Travail à effectuer –
1. Reproduisez fidèlement le passage de l'extrait à lire qui commence aux mots « A ce propos, j'ai » et prend fin après les mots « de notre Thora. ».
2. Extrayez des entrées chaque ligne contenant la chaîne « hair », en tenant compte de la casse.

Petit clin d'oeil à Manitou dans ce titre, qui utilisait cette formule pour exprimer que la volonté d'atteindre parfois un niveau de cacherout excessif dans certains milieux, pouvait nous détourner de certains impératifs bien plus cruciaux.
A ce propos, j'ai entendu une petite blague récemment exprimant parfaitement ce point de vue:
"Un Hared (craignant Dieu) célèbre décéda. Il fut, comme il se doit, accueilli avec respect par l'Assemblée d'en-haut, qui lui expliqua les modalités de son séjour dans son nouveau monde:
- Ici, bien que cela soit très différent d'en-bas, nous conservons malgré tout certaines habitudes. Par exemple, nous étudions la Thora quotidiennement. Evidemment, l'avantage c'est que nous disposons des plus grands maîtres nous permettant d'éclairer les passages les plus ardus et obscurs de notre Thora.

Données fournies –
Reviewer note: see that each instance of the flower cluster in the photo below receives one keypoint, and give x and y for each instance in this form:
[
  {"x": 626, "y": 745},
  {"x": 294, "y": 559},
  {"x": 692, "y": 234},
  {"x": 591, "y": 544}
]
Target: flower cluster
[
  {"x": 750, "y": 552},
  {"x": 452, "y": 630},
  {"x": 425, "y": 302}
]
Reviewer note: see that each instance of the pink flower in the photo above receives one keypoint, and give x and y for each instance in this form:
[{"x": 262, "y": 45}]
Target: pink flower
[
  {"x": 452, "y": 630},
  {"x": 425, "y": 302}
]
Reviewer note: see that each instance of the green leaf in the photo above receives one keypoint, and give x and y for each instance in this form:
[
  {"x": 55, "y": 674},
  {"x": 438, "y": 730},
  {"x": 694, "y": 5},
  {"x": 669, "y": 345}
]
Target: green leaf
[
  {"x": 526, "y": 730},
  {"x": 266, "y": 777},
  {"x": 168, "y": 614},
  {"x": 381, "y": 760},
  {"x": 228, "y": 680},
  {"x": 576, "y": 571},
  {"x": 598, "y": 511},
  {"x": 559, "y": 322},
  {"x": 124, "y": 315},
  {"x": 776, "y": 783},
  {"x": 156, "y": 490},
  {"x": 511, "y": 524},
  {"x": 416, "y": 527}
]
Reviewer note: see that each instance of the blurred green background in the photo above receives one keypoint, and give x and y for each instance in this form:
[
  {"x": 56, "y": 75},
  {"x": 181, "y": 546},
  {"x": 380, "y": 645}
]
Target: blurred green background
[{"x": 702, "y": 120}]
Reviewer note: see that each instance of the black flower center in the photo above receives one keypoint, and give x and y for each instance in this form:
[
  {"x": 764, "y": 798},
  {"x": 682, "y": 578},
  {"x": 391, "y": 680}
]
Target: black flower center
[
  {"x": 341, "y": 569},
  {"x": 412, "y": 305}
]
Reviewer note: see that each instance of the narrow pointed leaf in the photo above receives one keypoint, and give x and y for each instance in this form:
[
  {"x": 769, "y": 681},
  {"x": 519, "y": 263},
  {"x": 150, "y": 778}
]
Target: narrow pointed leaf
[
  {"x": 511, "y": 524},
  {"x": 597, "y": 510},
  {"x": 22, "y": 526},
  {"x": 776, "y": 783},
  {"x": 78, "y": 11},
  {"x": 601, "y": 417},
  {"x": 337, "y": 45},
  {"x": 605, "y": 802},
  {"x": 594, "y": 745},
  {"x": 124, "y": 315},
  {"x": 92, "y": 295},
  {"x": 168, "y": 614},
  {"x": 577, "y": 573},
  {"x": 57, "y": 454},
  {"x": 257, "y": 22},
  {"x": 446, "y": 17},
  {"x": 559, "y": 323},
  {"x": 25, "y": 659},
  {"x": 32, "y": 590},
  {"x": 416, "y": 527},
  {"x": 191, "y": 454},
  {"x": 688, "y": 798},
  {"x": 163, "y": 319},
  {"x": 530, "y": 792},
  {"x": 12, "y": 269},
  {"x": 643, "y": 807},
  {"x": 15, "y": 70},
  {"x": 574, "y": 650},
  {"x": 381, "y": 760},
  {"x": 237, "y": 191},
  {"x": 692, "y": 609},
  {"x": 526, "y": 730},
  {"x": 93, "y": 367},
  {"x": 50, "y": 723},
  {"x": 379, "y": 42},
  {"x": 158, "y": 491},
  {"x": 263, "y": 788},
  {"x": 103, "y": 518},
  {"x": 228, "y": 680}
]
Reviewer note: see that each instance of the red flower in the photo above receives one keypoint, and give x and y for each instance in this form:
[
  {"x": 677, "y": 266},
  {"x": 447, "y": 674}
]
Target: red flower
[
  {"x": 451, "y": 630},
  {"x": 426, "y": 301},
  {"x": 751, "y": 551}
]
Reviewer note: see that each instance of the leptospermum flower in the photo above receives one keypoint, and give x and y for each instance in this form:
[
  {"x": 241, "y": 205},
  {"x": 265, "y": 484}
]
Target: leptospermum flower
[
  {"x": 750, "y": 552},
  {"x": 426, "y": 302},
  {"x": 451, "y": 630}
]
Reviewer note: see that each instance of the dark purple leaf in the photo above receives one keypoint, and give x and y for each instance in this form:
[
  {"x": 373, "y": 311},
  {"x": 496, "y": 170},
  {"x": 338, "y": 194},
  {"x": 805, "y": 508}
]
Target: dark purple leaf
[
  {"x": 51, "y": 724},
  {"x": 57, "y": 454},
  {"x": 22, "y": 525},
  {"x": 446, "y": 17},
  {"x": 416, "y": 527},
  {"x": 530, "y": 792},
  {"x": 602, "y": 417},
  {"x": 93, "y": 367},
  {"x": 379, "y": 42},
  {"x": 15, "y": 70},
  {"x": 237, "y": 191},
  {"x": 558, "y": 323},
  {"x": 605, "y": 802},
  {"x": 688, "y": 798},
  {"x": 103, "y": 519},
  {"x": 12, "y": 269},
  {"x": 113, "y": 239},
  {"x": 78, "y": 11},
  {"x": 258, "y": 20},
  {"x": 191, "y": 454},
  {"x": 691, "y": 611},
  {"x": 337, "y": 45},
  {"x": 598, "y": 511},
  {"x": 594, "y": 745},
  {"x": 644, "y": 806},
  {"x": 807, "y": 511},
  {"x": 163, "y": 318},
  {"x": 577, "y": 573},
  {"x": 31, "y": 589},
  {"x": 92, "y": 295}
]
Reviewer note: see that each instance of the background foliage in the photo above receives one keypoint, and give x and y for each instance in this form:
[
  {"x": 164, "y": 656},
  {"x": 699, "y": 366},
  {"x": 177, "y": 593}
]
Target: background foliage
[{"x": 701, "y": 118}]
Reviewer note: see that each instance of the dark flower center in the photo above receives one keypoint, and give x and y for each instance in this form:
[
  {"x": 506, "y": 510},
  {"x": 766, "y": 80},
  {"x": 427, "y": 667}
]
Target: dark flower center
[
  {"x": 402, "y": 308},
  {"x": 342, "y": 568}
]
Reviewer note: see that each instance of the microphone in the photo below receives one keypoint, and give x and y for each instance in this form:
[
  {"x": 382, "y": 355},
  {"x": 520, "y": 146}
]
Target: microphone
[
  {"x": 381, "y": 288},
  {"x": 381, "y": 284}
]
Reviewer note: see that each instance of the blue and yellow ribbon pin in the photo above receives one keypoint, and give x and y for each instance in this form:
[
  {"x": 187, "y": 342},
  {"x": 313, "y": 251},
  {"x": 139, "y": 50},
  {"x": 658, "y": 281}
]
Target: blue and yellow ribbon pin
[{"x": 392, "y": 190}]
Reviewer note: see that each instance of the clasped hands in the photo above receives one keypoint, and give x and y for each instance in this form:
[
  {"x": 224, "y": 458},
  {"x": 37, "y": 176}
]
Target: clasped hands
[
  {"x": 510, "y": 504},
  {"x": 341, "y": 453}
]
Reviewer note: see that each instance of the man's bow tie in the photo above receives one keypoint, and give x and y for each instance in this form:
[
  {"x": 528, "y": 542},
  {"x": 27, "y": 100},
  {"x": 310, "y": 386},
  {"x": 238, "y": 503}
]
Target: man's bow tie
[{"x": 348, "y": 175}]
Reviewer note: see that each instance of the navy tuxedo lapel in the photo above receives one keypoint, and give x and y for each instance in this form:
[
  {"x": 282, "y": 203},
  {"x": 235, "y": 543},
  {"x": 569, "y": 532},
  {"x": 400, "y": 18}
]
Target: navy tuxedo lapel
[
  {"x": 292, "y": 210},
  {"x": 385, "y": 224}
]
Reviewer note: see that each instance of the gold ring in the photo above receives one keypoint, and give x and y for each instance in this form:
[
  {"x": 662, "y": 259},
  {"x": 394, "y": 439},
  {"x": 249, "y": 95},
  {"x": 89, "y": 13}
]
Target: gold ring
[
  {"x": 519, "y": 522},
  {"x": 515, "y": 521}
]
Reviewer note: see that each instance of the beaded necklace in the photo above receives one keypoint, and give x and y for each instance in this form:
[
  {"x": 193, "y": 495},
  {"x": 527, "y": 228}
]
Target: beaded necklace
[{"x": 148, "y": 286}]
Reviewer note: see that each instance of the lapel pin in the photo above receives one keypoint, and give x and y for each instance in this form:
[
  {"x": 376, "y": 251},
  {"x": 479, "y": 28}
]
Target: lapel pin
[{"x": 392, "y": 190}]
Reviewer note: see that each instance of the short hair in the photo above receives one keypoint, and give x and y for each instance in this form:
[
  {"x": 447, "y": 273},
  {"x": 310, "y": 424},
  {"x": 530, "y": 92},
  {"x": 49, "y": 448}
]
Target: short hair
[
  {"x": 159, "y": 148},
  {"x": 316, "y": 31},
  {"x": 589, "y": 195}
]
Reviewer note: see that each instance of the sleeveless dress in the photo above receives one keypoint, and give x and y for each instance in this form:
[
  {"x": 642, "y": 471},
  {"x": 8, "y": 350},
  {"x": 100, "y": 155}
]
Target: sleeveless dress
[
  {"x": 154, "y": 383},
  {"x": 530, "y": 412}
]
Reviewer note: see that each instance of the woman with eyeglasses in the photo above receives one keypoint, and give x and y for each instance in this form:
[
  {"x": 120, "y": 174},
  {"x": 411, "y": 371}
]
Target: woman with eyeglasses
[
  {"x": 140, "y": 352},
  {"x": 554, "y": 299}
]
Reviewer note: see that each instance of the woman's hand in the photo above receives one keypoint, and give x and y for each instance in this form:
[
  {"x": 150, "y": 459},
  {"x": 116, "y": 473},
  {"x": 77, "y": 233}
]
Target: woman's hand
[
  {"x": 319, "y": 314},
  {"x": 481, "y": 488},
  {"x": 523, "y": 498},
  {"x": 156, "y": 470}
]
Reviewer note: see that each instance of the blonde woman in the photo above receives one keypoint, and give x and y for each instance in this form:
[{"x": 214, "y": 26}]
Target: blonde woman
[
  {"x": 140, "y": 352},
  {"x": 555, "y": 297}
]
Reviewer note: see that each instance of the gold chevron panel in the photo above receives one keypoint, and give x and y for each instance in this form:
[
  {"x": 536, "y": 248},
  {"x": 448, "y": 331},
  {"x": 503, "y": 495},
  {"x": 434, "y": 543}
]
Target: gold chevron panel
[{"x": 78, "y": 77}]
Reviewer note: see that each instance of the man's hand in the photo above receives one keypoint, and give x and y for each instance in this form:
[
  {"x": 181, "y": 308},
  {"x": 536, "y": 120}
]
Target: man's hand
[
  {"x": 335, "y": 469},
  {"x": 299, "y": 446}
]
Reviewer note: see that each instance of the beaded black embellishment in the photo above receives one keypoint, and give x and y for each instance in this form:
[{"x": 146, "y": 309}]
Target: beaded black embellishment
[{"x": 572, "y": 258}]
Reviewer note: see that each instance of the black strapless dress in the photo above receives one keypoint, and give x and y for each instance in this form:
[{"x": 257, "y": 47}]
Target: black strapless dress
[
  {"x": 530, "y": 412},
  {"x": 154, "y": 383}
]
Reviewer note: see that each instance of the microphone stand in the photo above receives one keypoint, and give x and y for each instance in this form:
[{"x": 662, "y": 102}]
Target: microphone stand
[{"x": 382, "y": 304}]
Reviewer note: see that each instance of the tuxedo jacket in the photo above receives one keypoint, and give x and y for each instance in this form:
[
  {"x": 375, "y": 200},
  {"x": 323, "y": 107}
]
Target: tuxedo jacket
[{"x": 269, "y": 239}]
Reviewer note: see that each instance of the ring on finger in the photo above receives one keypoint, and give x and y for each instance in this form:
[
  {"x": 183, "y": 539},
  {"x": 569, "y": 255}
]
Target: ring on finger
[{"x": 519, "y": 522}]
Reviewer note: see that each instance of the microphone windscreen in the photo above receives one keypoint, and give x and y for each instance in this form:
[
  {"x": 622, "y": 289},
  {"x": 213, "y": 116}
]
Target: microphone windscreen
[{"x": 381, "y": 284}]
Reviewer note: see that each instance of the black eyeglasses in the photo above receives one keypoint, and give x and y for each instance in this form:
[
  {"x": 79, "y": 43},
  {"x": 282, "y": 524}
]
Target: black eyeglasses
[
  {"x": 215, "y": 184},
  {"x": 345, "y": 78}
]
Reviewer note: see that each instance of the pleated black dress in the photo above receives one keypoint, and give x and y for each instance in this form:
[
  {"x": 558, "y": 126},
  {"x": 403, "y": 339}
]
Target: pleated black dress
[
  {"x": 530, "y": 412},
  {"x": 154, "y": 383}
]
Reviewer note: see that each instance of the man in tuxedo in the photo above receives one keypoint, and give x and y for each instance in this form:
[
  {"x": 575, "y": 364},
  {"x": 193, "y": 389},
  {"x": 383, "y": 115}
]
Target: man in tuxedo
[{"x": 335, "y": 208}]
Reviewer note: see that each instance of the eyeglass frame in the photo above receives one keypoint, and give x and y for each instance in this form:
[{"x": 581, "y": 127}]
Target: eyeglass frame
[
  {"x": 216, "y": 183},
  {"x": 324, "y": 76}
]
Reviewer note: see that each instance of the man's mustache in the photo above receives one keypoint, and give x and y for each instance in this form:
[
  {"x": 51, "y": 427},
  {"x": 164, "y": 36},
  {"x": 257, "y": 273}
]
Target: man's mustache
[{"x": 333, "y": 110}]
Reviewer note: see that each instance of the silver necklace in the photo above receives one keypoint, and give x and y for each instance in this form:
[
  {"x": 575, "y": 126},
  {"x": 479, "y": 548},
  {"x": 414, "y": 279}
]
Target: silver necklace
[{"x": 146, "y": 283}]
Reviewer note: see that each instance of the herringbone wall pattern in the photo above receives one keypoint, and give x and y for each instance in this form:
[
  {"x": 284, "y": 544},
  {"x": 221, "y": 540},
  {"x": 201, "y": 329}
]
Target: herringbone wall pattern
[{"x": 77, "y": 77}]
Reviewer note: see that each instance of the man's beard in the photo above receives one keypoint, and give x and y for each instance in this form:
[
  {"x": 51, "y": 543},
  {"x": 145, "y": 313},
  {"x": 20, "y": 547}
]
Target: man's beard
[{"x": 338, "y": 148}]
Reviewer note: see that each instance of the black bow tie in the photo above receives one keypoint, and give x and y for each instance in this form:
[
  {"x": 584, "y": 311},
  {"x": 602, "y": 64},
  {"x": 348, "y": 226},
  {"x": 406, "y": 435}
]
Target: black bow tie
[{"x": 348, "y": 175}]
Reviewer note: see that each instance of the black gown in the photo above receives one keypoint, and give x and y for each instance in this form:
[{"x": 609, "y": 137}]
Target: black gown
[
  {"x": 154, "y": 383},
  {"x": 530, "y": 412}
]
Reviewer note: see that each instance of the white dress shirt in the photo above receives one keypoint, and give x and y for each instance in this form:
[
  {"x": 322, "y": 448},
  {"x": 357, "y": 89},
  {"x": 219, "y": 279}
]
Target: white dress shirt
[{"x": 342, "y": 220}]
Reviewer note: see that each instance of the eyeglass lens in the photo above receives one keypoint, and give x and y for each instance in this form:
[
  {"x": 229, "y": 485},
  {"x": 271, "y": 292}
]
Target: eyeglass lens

Réponses aux consignes –
1.
A ce propos, j'ai entendu une petite blague récemment exprimant parfaitement ce point de vue:
"Un Hared (craignant Dieu) célèbre décéda. Il fut, comme il se doit, accueilli avec respect par l'Assemblée d'en-haut, qui lui expliqua les modalités de son séjour dans son nouveau monde:
- Ici, bien que cela soit très différent d'en-bas, nous conservons malgré tout certaines habitudes. Par exemple, nous étudions la Thora quotidiennement. Evidemment, l'avantage c'est que nous disposons des plus grands maîtres nous permettant d'éclairer les passages les plus ardus et obscurs de notre Thora.

2.
Reviewer note: see that each instance of the short hair in the photo above receives one keypoint, and give x and y for each instance in this form:
Target: short hair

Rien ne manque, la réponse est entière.